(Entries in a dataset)

▼▼▼

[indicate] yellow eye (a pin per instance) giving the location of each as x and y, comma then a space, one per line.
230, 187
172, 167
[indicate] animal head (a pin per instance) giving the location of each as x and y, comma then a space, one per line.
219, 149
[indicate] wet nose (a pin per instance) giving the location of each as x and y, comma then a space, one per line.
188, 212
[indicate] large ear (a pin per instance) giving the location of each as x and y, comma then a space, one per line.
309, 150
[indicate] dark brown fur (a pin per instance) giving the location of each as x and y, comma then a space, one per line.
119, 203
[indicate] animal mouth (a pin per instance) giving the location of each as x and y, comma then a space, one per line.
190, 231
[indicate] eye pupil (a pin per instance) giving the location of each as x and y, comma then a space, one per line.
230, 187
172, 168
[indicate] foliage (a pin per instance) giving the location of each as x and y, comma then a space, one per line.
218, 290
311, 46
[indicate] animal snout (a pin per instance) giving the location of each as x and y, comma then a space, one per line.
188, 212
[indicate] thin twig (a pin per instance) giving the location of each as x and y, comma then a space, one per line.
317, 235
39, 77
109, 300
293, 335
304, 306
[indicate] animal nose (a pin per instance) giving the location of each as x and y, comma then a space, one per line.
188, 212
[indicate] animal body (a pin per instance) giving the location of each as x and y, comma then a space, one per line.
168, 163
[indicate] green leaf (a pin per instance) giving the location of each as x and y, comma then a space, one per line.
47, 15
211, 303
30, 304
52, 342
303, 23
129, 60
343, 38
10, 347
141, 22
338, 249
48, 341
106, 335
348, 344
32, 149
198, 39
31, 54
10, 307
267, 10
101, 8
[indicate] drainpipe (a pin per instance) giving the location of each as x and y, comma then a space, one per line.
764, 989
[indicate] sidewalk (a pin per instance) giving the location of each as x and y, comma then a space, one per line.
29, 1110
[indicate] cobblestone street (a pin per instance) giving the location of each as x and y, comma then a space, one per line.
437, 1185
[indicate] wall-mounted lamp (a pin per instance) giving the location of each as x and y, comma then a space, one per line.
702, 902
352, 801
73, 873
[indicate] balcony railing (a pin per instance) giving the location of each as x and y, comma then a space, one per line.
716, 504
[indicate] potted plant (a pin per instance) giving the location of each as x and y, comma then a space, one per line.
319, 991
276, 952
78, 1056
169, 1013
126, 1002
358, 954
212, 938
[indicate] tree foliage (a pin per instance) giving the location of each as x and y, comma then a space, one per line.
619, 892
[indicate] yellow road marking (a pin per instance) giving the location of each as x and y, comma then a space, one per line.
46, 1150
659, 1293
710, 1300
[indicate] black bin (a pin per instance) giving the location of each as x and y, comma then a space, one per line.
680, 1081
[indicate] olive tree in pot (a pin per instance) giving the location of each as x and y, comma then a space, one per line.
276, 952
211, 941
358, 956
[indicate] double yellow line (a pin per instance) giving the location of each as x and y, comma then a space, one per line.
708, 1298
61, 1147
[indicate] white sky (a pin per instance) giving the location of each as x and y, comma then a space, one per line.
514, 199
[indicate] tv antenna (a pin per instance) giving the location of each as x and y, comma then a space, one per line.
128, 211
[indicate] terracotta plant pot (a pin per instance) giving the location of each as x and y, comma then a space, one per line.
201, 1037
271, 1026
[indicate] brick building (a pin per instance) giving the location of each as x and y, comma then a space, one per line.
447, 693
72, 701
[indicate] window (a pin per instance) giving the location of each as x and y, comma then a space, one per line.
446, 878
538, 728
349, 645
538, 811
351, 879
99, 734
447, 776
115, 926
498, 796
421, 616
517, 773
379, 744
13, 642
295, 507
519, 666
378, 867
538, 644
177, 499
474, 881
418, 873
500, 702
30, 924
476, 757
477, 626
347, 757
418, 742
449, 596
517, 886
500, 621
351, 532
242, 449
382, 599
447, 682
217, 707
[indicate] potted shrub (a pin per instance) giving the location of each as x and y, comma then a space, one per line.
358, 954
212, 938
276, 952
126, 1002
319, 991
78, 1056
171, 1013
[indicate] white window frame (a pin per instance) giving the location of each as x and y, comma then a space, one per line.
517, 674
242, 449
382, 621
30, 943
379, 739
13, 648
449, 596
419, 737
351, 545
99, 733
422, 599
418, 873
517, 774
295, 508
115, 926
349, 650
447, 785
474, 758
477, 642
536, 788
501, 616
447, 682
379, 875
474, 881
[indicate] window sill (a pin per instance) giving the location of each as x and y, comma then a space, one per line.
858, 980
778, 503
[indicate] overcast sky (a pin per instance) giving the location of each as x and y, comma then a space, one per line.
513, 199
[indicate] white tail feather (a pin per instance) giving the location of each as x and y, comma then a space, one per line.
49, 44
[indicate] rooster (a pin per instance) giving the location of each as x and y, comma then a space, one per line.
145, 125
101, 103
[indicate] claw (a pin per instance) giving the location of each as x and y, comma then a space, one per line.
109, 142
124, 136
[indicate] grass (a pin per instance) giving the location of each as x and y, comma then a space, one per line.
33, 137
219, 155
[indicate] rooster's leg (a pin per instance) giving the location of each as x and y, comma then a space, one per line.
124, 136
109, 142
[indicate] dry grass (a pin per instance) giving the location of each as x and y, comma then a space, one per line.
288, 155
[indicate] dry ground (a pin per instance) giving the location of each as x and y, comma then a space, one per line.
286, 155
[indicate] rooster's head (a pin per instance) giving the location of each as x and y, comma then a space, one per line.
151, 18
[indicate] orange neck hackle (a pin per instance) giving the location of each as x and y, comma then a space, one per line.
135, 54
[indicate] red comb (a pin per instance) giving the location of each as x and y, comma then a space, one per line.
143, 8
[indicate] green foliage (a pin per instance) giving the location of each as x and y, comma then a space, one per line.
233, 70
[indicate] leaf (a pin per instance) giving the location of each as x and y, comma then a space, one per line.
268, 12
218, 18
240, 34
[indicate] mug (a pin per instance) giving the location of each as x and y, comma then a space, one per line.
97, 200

▲▲▲

**What is being asked**
Update the entries above by replacing every occurrence of "a pin per instance" with "one pin for each instance", leaving all other text unchanged.

**Written response**
[indicate] yellow eye (one pin for each instance) giving the location of each as x and y, comma then a space, one per line.
230, 187
172, 167
[indicate] animal head (one pin for each instance) giving the location of each as x and y, comma then a space, one per line.
219, 149
[indicate] wet nose (one pin for each instance) giving the location of each as x and y, comma then a space, one per line.
188, 212
[indicate] large ear (one pin for each instance) giving the location of each as x and y, comma then a space, one per line.
309, 150
[indicate] dark brown fur (one pin for each instance) giving the location of each as x and y, comma then a space, one per line.
119, 203
[indicate] animal mouth (one pin for each instance) giving the location of each as x and y, comma then a space, one per line.
190, 231
[indicate] eye pupil (one pin for each instance) giving the location of each as x and y, comma then a space, one per line.
230, 187
172, 168
[indicate] foliage (one pin for each instance) giving the location of each as x and y, comma then a space, one per line.
218, 290
311, 46
[indicate] animal snout (one pin for each instance) giving the location of each as x and y, comma then a space, one per line.
188, 212
[indicate] thin twig (one pin for each instance) giving the location of each as x and y, comma then a space, one per line.
317, 235
39, 77
109, 300
293, 335
304, 306
[indicate] animal nose (one pin for each instance) giving the location of each as x and y, comma then a space, one per line.
188, 212
[indicate] animal body (one pin for each instance) giving the location of each as x and y, comma then a space, one per line.
168, 163
[indicate] green leaf (one pin for each instance) giving the location of each as x and y, comma then a space, one per line.
47, 15
211, 303
30, 304
52, 342
303, 23
129, 60
343, 38
10, 347
141, 22
338, 249
48, 341
106, 335
348, 344
32, 149
198, 39
31, 54
10, 307
267, 10
101, 8
[indicate] drainpipe (one pin for each instance) giving the location of each as x and y, comma then a space, one per line.
764, 989
[indicate] sidewalk (one pin for each instance) giving the location of each as x and y, comma then a space, one per line.
29, 1110
[indicate] cobblestone street (one pin for each instance) giving the location of each as x and y, comma then a space, one per line.
437, 1185
[indicate] wall-mounted lamp (one pin for each instance) giving the location of each as x and y, comma then a space, one per line.
702, 902
352, 801
73, 873
[indicate] balcony railing (one pin for each instance) giving the location of each as x and y, comma then a space, one per line.
716, 504
[indicate] potted plant (one pin for each instance) giving the location of each as x and y, comma then a space, one per line.
319, 991
276, 952
78, 1056
169, 1013
126, 1002
358, 954
212, 938
[indicate] tree foliage (one pin for each instance) giving the location of each as x and y, comma then a space, one per line.
619, 892
[indicate] yellow road marking (one pin for each instance) giving the location of each as x and y, comma then a space, one per line.
46, 1150
659, 1293
710, 1300
[indicate] black bin (one pin for each instance) giving the location of each as x and y, comma then a space, one per line.
680, 1081
[indicate] olive tree in pot (one pin for each instance) giving the location of each as x and y, comma then a space, one per line.
276, 952
211, 941
358, 956
[indicate] double yellow line (one pin for each instance) giving the location of each as x and y, comma then a space, one per line.
708, 1298
61, 1147
[indicate] white sky (one pin for each instance) giving the location of each as x and y, comma then a space, one per line.
514, 199
[indicate] tv antenna (one pin for each instance) giving the location of each as x and y, comma then a space, one per line.
128, 211
[indicate] terracotta plant pot (one pin for each instance) giving the location of each as x and y, comma then a space, one per line.
201, 1037
271, 1026
[indicate] brick building (one pin for each instance) giving the location of each as x and y, comma then a space, one per line.
447, 693
72, 701
[indicate] window (one pin for each instance) giving the location of each as x and y, comma then a space, one per line.
446, 878
538, 728
349, 645
538, 811
351, 879
99, 734
447, 776
115, 926
498, 796
421, 616
517, 773
379, 744
13, 642
295, 507
519, 666
378, 867
538, 644
177, 499
474, 881
418, 873
500, 702
30, 924
476, 757
477, 626
347, 757
418, 742
449, 596
517, 886
500, 621
351, 532
242, 449
382, 599
447, 682
217, 707
[indicate] potted shrub (one pin for each instance) giving the location of each as x and y, comma then a space, one per line.
358, 954
212, 938
276, 952
126, 1002
319, 991
78, 1056
171, 1013
[indicate] white window frame (one pin for each instance) giving the location of each as x and y, comma then a space, one per line.
517, 674
242, 449
382, 621
30, 943
379, 739
13, 648
449, 596
419, 737
351, 545
99, 733
422, 599
418, 873
517, 774
295, 508
115, 926
349, 650
447, 785
474, 758
477, 642
536, 788
501, 616
447, 682
379, 875
474, 881
[indicate] window sill (one pin for each instance) giving the location of each as x and y, comma then a space, one per line.
858, 980
778, 503
[indicate] overcast sky (one pin for each instance) giving the location of each as x and y, comma then a space, one per line.
513, 199
[indicate] white tail feather (one pin for each instance) giving the location of each as x and y, comma then a space, one per line.
49, 44
[indicate] rooster (one pin for each instance) giving the location of each as x and y, comma then a space, one per line.
145, 125
101, 103
[indicate] claw (one pin for each instance) giving the location of each as x and y, comma then a space, one per line.
109, 142
124, 136
[indicate] grass (one pin for each instance) giving the location of each as x and y, comma then a space, one per line.
33, 137
219, 155
[indicate] rooster's leg (one pin for each instance) giving the location of each as x and y, comma then a space, one per line.
124, 136
109, 142
[indicate] dry grass (one pin for each instance) giving the location of each as x and y, comma then a space, one per line.
288, 155
[indicate] dry ground (one pin for each instance) giving the location of each as x and y, comma then a space, one per line.
286, 155
[indicate] rooster's head (one pin for each instance) giving the location of each as x and y, comma then a space, one per line.
151, 18
[indicate] orange neck hackle (one pin for each instance) giving the location of each as x and y, comma then a space, one per line.
135, 54
[indicate] red comb (one pin for each instance) giving the location of each as x and y, comma then a space, one per line.
143, 8
[indicate] green foliage (one pin for each instance) giving the location of each as x and y, comma then a space, one per line.
233, 70
[indicate] leaf (one pin for each instance) giving the location of each as x and y, comma then a space, one per line.
268, 12
218, 18
240, 34
[indicate] mug (one pin for each instance) giving the location of each as x and y, comma then a space, one per line.
97, 200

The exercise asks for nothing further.